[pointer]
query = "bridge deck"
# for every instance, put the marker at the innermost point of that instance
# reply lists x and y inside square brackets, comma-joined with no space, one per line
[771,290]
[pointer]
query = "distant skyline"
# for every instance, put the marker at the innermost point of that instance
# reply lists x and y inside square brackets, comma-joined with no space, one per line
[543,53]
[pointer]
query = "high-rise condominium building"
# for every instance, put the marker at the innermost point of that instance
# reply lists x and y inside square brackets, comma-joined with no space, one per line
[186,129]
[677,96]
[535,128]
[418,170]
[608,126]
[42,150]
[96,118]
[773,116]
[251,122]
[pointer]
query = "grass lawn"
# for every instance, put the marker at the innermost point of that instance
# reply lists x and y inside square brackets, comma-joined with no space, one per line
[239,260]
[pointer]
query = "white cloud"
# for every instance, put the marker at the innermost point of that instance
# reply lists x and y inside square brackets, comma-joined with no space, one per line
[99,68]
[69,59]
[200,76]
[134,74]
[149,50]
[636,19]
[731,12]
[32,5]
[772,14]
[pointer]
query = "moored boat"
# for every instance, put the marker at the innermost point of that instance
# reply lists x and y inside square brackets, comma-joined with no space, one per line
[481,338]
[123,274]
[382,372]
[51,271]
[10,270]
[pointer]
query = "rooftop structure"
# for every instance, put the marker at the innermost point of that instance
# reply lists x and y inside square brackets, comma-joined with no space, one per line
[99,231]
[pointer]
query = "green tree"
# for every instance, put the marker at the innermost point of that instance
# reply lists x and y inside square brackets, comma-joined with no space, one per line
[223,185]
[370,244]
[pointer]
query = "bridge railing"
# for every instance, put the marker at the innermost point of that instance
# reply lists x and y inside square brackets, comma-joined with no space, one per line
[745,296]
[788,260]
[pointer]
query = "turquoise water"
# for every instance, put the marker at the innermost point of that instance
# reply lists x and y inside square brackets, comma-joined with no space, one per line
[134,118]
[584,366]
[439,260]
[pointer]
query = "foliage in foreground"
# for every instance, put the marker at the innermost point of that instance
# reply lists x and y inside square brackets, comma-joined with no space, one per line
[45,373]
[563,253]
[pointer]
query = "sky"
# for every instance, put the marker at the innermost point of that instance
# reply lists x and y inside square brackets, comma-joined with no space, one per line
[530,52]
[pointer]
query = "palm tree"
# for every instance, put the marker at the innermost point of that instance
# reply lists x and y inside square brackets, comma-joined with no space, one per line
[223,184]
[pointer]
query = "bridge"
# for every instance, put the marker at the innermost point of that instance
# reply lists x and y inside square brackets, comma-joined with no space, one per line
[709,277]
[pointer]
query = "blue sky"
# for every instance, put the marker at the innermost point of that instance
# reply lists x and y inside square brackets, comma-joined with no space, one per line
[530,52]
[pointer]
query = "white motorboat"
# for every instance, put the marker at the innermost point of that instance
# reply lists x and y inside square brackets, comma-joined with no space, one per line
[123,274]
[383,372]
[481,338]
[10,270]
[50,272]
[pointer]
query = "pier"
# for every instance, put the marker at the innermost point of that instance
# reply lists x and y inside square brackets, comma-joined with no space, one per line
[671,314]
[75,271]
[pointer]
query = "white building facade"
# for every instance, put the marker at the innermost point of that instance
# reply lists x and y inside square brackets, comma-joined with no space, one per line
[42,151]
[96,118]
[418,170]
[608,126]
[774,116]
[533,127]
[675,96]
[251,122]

---

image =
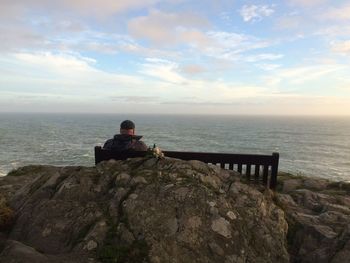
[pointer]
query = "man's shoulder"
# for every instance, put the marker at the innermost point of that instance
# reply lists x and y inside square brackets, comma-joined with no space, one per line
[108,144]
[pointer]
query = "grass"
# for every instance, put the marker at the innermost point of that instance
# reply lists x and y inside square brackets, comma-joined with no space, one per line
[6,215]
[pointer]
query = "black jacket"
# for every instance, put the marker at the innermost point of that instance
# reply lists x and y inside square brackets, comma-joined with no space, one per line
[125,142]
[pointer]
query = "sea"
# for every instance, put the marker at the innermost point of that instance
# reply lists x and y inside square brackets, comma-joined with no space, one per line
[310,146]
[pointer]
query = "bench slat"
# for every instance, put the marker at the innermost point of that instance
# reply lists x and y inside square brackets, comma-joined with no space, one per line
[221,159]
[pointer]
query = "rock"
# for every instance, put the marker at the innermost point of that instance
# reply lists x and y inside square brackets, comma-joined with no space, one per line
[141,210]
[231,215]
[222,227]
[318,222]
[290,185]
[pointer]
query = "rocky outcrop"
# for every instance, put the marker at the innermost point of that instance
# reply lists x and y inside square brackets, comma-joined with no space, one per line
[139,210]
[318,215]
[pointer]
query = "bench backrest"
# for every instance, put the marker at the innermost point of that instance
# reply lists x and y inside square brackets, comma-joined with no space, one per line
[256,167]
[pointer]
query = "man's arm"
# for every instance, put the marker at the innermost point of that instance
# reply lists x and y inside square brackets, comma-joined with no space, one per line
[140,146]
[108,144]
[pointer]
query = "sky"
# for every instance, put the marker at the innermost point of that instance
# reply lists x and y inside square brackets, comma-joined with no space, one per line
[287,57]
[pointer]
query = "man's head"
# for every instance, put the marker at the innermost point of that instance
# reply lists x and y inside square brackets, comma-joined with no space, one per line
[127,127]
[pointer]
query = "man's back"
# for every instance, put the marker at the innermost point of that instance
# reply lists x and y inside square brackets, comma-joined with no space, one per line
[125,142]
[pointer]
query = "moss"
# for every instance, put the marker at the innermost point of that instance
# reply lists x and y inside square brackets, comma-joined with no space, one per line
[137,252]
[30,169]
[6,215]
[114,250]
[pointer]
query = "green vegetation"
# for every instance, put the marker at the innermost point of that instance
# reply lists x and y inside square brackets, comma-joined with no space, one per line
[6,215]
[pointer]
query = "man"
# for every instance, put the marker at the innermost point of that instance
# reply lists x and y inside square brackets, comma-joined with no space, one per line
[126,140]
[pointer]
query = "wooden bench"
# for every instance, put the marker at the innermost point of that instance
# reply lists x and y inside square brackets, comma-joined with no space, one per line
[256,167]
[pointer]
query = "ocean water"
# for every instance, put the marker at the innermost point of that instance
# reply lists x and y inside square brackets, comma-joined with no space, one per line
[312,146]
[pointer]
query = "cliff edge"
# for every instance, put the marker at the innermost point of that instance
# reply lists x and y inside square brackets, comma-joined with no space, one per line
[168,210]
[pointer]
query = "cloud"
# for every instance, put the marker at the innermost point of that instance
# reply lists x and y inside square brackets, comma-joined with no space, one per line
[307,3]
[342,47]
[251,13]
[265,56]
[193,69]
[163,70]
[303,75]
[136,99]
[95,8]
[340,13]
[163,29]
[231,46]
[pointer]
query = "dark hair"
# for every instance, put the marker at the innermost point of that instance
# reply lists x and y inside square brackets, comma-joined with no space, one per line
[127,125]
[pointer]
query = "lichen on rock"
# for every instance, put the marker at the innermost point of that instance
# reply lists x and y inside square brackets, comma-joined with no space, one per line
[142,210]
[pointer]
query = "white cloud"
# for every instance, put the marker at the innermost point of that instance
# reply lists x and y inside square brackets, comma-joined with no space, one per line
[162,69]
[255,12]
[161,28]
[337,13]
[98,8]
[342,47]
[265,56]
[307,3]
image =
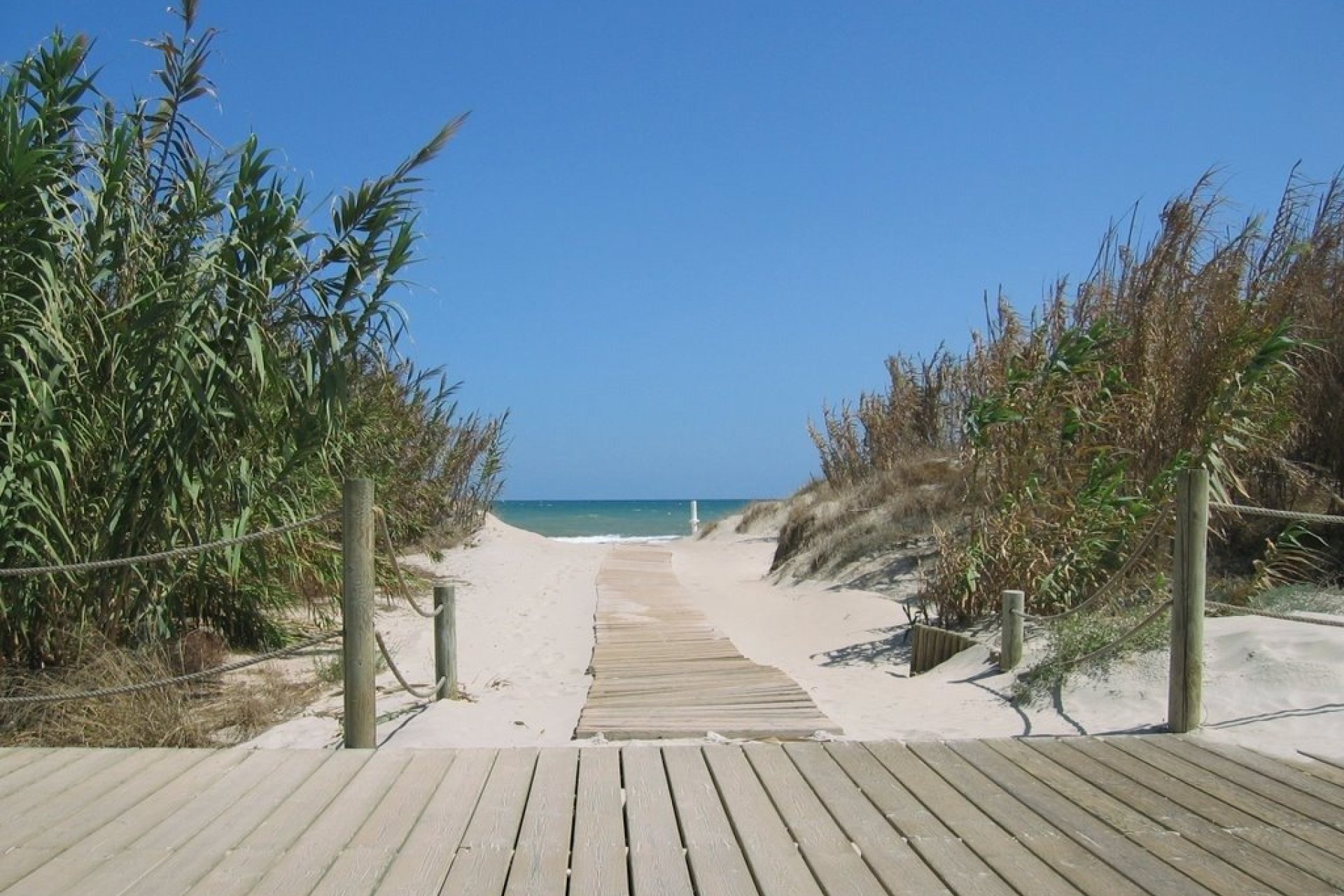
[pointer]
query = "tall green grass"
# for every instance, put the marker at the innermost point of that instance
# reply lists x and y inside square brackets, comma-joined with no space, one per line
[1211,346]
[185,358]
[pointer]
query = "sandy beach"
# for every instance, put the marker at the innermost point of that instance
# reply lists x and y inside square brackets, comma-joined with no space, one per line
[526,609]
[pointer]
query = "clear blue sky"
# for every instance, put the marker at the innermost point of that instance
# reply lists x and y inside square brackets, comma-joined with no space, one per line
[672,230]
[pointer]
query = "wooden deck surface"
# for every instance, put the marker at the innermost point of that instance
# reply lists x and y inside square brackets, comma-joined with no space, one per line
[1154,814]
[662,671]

# Directions for this task:
Pick out every line in the rows above that includes the word "white", and copy each one.

# Reply:
query = "white cloud"
query = "white motorboat"
query = "white building facade"
query = "white cloud"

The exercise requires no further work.